Look through the records, and whenever a line includes the word "glow", copy it.
[Data records Boundary: Start]
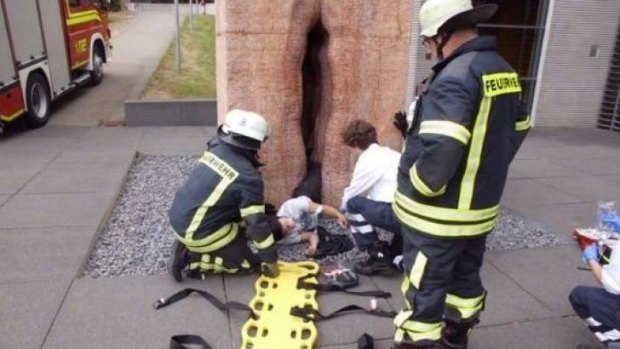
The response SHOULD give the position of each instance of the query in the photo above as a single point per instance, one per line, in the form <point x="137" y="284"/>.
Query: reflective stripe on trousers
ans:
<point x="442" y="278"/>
[Data records Boundary: End]
[Data records Boundary: Start]
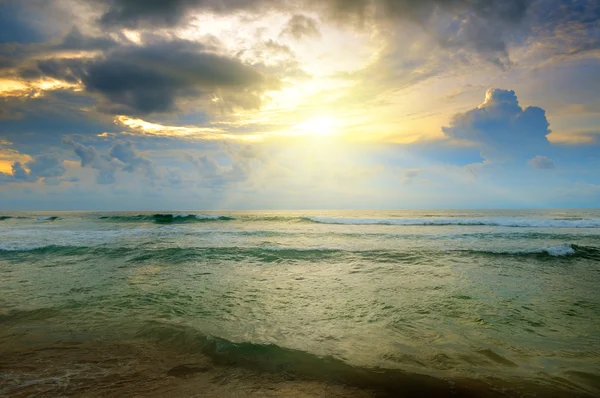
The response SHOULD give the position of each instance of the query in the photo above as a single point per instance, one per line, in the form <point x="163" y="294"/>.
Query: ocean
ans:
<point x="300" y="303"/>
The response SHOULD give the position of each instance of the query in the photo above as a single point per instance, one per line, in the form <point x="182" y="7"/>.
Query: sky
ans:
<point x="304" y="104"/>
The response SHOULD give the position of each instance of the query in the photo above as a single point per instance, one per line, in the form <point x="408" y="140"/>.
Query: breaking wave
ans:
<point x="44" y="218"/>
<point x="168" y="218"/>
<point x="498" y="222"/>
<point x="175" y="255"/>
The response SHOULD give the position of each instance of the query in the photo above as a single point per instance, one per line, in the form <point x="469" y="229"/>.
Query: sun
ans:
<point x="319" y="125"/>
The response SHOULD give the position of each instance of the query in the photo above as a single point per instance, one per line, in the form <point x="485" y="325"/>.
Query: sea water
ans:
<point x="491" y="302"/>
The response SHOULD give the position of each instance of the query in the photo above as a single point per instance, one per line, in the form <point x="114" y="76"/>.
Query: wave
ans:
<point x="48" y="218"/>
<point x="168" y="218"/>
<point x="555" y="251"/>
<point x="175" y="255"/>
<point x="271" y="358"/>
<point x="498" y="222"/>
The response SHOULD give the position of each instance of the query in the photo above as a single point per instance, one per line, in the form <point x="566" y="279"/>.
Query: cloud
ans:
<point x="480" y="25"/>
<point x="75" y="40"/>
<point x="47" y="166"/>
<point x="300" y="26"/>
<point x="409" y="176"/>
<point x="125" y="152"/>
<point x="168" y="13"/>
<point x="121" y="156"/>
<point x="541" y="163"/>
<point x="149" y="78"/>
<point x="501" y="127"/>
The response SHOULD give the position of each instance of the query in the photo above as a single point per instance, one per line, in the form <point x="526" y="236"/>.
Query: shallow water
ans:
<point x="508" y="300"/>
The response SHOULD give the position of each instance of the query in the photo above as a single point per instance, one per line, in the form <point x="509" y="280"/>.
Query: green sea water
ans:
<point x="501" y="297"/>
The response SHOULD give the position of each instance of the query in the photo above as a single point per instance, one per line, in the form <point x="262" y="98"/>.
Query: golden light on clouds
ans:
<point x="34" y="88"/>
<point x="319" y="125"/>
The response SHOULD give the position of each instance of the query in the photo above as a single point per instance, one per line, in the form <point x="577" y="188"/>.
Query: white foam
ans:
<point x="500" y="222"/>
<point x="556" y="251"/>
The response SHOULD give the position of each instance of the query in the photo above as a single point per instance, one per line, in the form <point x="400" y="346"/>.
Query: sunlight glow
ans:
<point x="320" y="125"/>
[Data records Boundary: End]
[Data records Boundary: Start]
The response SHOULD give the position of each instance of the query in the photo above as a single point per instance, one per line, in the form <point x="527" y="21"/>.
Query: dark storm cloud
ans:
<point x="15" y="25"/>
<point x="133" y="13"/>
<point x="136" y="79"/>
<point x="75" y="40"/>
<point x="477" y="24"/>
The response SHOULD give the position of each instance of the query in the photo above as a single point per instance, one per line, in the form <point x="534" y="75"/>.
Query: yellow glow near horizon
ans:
[Data records Boundary: End]
Result:
Query: sunlight glow
Query: yellow glow near horizon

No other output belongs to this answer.